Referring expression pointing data
──────

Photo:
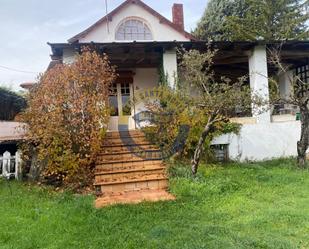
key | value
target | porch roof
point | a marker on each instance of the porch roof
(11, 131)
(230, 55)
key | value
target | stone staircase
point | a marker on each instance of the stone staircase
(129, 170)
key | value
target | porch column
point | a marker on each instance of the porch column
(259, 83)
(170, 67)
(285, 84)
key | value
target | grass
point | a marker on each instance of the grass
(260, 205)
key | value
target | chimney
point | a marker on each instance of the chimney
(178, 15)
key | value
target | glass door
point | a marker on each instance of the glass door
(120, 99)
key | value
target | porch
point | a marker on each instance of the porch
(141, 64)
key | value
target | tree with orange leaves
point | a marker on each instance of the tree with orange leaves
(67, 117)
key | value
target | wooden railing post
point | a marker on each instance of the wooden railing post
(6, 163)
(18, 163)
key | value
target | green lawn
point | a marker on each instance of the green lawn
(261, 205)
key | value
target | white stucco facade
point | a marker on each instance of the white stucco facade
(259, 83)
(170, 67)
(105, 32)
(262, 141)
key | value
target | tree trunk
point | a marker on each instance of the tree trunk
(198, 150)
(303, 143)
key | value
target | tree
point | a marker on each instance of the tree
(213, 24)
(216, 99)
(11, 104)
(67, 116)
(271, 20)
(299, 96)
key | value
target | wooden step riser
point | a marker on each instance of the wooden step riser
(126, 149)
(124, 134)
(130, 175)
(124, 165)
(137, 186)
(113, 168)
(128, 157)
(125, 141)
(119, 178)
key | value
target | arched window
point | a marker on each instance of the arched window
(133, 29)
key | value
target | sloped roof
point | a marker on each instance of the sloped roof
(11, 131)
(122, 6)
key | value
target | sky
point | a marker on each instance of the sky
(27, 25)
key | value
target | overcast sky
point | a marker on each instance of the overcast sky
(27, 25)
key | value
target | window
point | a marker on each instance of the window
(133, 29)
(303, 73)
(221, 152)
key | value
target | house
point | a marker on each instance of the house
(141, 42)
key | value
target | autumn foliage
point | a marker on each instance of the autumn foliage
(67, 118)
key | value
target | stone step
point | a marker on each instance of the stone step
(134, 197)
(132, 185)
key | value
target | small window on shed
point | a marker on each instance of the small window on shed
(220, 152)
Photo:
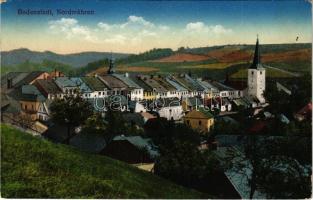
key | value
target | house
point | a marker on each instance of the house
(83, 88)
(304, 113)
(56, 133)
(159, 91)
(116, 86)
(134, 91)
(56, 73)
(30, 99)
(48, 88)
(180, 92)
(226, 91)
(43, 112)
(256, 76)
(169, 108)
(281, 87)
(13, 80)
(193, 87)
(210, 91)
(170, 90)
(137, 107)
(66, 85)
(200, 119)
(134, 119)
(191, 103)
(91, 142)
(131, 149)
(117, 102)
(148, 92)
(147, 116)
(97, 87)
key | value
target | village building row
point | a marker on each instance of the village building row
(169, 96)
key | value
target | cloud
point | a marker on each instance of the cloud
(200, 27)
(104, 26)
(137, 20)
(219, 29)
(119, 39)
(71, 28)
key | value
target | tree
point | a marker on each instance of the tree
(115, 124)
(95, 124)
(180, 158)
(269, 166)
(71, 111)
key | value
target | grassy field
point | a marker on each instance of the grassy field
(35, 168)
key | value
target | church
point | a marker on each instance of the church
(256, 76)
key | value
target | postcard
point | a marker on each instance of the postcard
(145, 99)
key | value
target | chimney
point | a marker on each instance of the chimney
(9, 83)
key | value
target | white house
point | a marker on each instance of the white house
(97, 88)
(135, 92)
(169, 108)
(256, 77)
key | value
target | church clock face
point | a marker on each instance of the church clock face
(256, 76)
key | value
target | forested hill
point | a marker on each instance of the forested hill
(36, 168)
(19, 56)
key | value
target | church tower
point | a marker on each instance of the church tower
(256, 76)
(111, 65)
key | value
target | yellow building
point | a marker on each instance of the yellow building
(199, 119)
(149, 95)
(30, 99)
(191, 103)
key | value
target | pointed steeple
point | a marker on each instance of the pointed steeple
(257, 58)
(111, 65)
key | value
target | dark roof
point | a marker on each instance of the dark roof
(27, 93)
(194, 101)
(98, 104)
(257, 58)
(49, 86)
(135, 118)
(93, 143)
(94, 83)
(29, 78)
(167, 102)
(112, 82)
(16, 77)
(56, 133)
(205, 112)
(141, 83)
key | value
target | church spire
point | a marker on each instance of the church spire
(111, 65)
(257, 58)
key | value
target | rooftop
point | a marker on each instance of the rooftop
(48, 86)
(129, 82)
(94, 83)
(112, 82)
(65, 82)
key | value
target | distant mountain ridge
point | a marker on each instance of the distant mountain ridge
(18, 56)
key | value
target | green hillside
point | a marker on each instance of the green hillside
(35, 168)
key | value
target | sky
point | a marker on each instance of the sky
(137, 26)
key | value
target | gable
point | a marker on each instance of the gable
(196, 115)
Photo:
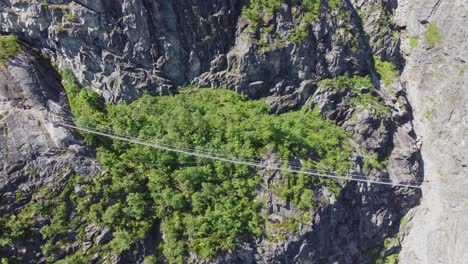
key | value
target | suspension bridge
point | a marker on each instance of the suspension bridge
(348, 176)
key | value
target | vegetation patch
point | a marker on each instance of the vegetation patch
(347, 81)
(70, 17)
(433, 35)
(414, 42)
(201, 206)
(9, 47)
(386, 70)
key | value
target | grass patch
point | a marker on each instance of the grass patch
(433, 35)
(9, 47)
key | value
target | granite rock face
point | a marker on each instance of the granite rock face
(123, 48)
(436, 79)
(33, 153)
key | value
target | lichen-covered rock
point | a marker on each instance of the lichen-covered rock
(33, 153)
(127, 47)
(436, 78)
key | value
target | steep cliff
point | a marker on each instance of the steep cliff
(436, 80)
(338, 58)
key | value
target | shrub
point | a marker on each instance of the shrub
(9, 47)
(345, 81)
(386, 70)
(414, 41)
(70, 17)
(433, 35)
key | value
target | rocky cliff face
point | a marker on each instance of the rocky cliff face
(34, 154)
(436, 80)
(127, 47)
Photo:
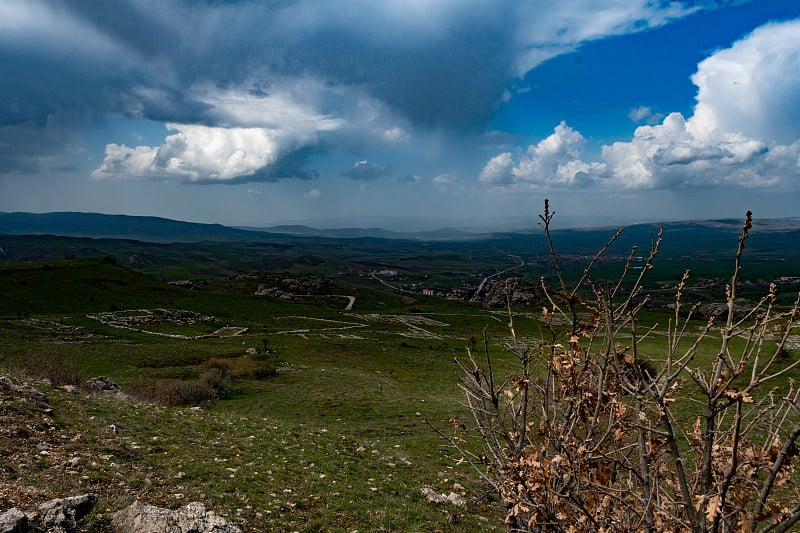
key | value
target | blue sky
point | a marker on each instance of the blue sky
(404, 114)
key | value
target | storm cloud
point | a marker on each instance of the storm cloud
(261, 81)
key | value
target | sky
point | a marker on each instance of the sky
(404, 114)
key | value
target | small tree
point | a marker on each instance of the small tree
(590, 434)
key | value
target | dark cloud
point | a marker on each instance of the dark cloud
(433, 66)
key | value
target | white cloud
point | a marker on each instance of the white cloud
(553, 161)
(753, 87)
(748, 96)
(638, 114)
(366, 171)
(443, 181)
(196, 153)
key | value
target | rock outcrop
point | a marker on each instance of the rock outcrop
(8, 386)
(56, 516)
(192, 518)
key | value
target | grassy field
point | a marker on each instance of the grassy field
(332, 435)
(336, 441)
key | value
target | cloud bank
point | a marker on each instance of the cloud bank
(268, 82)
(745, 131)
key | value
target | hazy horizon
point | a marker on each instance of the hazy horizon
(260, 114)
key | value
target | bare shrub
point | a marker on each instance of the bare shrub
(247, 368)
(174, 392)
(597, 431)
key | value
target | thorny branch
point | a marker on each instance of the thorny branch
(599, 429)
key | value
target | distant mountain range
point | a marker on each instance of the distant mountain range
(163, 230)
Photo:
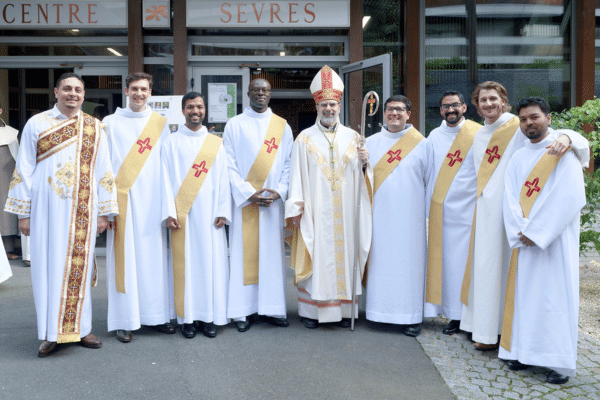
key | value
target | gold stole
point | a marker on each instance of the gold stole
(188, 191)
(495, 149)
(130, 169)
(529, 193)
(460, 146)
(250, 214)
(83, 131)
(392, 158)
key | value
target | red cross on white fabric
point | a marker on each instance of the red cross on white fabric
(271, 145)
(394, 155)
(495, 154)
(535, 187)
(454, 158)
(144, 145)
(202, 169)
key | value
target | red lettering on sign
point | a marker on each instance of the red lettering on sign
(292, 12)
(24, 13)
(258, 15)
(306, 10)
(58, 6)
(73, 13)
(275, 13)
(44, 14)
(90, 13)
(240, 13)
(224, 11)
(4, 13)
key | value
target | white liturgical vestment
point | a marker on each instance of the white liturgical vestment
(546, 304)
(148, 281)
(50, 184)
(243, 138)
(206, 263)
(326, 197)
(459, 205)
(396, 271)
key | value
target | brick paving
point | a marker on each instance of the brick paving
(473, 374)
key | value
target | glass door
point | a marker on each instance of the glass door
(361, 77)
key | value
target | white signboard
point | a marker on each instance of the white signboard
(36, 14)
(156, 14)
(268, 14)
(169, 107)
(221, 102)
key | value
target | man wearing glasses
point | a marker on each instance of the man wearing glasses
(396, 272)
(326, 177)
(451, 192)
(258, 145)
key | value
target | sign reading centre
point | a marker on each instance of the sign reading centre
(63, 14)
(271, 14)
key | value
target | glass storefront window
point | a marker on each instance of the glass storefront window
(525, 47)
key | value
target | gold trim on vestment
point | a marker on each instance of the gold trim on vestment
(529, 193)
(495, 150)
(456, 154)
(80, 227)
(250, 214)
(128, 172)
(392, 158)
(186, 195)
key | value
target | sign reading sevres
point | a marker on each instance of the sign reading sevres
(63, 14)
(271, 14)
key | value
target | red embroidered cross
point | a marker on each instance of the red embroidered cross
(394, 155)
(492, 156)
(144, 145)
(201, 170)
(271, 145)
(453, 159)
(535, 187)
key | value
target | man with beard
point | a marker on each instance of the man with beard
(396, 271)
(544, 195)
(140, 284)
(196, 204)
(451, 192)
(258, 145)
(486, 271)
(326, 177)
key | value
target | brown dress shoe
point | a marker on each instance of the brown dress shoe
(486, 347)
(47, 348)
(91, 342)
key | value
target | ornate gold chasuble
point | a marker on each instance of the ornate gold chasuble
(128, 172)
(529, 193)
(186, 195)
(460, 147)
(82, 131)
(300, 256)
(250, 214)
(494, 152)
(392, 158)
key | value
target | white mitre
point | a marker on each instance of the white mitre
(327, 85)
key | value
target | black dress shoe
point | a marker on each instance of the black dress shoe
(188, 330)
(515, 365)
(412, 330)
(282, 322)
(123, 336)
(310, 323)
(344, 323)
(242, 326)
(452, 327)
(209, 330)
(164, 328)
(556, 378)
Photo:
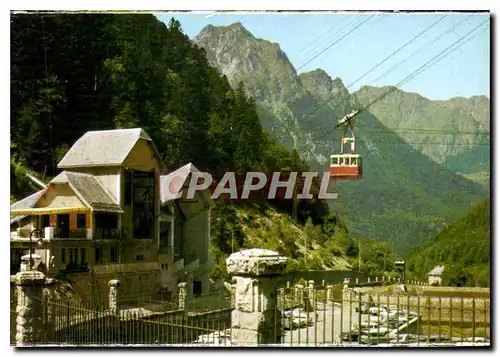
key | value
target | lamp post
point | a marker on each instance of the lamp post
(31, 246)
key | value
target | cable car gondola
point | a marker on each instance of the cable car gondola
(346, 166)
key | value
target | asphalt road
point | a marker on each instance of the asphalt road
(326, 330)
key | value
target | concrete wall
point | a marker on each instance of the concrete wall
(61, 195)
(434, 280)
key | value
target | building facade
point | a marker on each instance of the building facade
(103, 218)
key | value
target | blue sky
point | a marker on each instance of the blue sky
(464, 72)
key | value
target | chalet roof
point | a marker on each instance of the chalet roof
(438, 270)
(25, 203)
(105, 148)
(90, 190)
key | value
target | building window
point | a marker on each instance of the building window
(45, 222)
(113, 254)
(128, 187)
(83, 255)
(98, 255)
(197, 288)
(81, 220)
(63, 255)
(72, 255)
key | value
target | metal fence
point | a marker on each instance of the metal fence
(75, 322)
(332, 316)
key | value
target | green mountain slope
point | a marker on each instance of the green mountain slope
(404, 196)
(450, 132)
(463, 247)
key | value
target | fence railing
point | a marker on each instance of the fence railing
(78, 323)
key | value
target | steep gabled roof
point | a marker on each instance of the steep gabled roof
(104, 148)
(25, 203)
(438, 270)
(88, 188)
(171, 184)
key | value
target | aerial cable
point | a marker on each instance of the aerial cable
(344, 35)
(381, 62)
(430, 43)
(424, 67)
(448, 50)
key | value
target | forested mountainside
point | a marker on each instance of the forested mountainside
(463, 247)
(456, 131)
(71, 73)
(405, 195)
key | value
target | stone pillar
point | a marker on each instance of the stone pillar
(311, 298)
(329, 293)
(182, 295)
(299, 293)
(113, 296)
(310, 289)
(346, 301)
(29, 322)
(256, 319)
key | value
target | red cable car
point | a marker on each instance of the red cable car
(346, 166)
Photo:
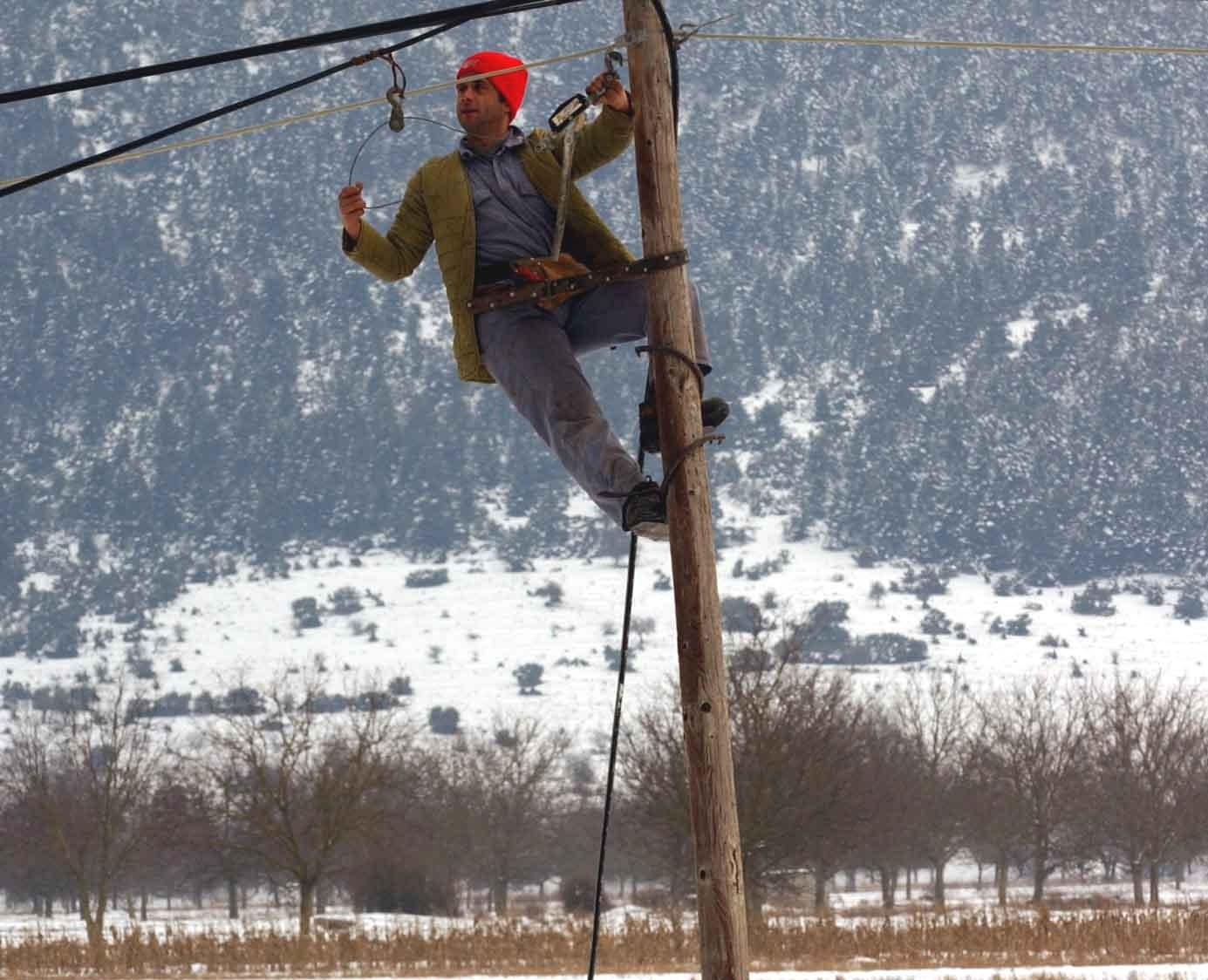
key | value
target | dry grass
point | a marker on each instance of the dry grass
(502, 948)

──────

Produce the lines from the first line of the entries through the line that contains "target | porch column", exactly, leaving the pictures behind.

(Output of the task)
Photo:
key | value
target | porch roof
point | a marker on each instance of the porch roof
(11, 131)
(230, 55)
key | value
target | stone staircase
point | a marker on each instance of the stone staircase
(129, 170)
key | value
target | porch column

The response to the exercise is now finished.